> **Task details**
Your task is to write out exactly the lines from the line containing "Might I ask you to indicate the curved" through the end of the records, inclusive at both ends.

> **Data section**
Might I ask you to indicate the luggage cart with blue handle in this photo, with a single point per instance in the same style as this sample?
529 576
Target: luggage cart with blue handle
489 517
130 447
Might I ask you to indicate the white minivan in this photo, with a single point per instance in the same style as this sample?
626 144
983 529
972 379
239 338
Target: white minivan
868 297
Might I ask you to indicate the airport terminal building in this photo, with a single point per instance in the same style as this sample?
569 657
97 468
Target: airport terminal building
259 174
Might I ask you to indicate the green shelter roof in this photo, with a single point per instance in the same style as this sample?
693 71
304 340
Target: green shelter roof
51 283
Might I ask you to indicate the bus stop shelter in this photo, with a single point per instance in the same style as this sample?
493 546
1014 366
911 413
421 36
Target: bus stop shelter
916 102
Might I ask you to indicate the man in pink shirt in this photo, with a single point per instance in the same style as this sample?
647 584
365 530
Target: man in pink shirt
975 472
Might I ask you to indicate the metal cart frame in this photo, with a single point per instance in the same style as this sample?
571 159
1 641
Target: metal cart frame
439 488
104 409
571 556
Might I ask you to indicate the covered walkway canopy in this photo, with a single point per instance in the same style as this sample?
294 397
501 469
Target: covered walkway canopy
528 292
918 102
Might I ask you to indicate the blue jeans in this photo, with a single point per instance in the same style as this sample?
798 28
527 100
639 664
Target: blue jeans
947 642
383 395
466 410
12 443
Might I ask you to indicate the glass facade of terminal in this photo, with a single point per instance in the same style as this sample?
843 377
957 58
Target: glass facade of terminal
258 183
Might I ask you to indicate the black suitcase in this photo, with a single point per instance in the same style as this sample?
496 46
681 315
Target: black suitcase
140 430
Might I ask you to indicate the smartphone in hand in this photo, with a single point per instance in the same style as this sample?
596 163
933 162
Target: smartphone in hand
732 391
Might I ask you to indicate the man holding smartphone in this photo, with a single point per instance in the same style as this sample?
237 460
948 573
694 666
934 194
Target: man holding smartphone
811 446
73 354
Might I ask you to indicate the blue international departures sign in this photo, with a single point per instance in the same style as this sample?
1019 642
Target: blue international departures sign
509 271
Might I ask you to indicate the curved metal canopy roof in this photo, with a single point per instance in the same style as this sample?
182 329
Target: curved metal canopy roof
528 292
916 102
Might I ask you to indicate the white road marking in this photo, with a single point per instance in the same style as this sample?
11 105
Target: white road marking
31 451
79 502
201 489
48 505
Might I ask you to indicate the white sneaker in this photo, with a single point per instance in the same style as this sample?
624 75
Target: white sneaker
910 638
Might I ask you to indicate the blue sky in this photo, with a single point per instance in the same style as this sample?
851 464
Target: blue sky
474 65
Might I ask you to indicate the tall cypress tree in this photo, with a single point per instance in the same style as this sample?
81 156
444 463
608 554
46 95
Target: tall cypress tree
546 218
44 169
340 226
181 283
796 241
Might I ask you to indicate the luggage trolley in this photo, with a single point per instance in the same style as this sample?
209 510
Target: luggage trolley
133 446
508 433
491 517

> **Output below**
Might I ask you to indicate the curved metal canopy roof in this photo, with a single point per instance in the same style as this sample?
182 329
Target: curved metal canopy roof
528 292
916 102
Might I ask you to indicate the white road marking in this photo, with a single point per instance in the same style as this sample?
11 105
Target: white road marking
31 451
79 502
201 489
48 505
Might I ask you to indicate the white sneaker in this photo, with a single point per instance in the same style as this sample?
624 75
Target: white sneaker
910 638
Might I ask you to indicate the blue sky in this photo, with a single point per instance in the same style as this sample?
851 464
Target: blue sky
474 65
Might I ask you to indicate the tall cypress tree in this photo, with a single point per instance in the same style as this sample?
81 156
444 463
608 554
46 95
Target: tall cypress tree
546 218
44 169
340 226
181 283
796 241
Might I ask you to indicate the luggage trolley in this photo, with a single point per instance in the same style as this sample?
209 510
Target: luggage trolley
133 446
508 433
491 517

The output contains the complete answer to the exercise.